#### QUOTED PASSAGE
- - -
Which is why I mentioned removing the hardback from the seats... which I think went' unnoticed..


----------



## shapiro (Feb 15, 2012)

Aaron'z 2.5RS/WRX said:


> Which is why I mentioned removing the hardback from the seats... which I think went' unnoticed..


I noticed it before and am considering it as an option, just forgot to comment on it. 

Right now I'm leaning towards just going IB. Everyone says the SQ is better with it anyway, and I'm sure having the sub in the cabin is going to make it hit harder than how it is.... win win.


----------



## Victor_inox (Apr 27, 2012)

forgive my ignorance, what is IB?


----------



## shapiro (Feb 15, 2012)

IB=Infinite Baffle. Rather than putting the sub in a box, the idea in this case is using the whole trunk as a box. Because the volume of air is so large it's essentially like mounting the sub in no box... or something like that. Since the rear deck in my car is huge, I would just mount the sub (or subs) there, and make sure the cabin is completely sealed from the trunk... as well as making sure the trunk is sound deadened quite well so it doesn't rattle.


----------



## Victor_inox (Apr 27, 2012)

Cool, thanks, of course I know what infinite baffle is.


----------



## Spyke (Apr 20, 2012)

Yes. You can get some seriously low freq from ib. As long as you don't mind some modification to your interior it's the way to go. Be careful with sunlight on that back deck though. It'll destroy speakers. Maybe some kind of cloth over it or I think you can get uv treated speakers. Just a thought.
- - -
#### WRITTEN TASKS
1. Translate into Spanish this sentence from the car audio thread: "Be careful with sunlight on that back deck though."
2. Pick up the car audio thread after its final post and write the next reply.

#### DATASET CONTENT
- - -
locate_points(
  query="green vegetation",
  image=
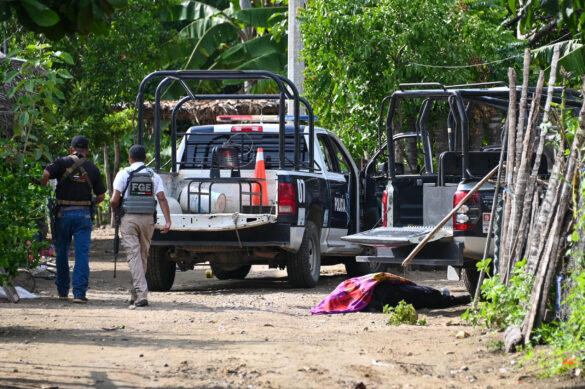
- - -
#### ANSWERS BY TASK
1. Sin embargo, ten cuidado con la luz del sol en esa bandeja trasera.

2.
----------



## shapiro (Feb 15, 2012)

Spyke said:


> Yes. You can get some seriously low freq from ib. As long as you don't mind some modification to your interior it's the way to go. Be careful with sunlight on that back deck though. It'll destroy speakers. Maybe some kind of cloth over it or I think you can get uv treated speakers. Just a thought.


Thanks for the tip. I've been shopping a little for one with UV treating... it looks like all the marine audio subs are UV treated, which might be the way to go, but they are pricey and I can't find one in 15" yet. Would it protect it enough if I just wrapped a piece of cloth under the grilles? 

Anyone have any good suggestions on 15" IB sub? I don't know anything about what to look for with IB yet (haven't really started the research). I have 250W @ 2 Ohms, or if I have to 200W @ 4 Ohms. I would like 1 2 ohm sub if possible to save money, but am willing to get 2 4 ohms if needed.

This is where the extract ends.